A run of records
— START —
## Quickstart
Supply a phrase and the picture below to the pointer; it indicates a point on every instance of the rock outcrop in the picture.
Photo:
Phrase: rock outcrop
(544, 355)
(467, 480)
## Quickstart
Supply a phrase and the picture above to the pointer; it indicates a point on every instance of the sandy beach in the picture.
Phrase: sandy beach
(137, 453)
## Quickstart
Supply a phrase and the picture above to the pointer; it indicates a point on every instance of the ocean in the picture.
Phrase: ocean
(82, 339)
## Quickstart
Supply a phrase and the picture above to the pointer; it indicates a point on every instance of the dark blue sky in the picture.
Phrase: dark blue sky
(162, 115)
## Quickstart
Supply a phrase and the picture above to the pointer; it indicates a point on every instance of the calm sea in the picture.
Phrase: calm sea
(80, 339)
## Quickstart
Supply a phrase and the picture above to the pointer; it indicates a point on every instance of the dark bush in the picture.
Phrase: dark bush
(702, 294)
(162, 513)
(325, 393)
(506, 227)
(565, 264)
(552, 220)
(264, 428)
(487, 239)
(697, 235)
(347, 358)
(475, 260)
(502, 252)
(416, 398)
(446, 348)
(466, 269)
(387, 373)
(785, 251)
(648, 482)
— END —
→ WHAT YOU ARE ASKED TO DO
Make an exact copy of every line in the data.

→ EXERCISE SOLUTION
## Quickstart
Supply a phrase and the picture below to the pointer; it indicates a point on every instance of the rock outcrop in the picture.
Photo:
Phrase: rock outcrop
(544, 355)
(467, 480)
## Quickstart
Supply a phrase and the picture above to the pointer; it indicates a point on every instance of the sandy beach in the picture.
Phrase: sandy beach
(137, 453)
## Quickstart
Supply a phrase and the picture above to the pointer; it indicates a point on every instance of the ocean in the picture.
Phrase: ocean
(82, 339)
## Quickstart
Supply a phrase and the picture above to the pointer; it indicates a point on every instance of the dark blue sky in the picture.
Phrase: dark blue sky
(162, 115)
## Quickstart
Supply a phrase and the picture above to the pointer; it indicates a point on every instance of the calm sea in the picture.
Phrase: calm sea
(80, 339)
## Quickstart
Supply a phrase and the picture above to the pointer; it indicates a point on every instance of the dark bush in the picture.
Phrase: dark bush
(702, 294)
(162, 513)
(325, 393)
(506, 227)
(565, 264)
(552, 220)
(264, 428)
(487, 239)
(697, 235)
(347, 358)
(475, 260)
(502, 252)
(416, 398)
(446, 348)
(466, 269)
(387, 373)
(785, 251)
(648, 482)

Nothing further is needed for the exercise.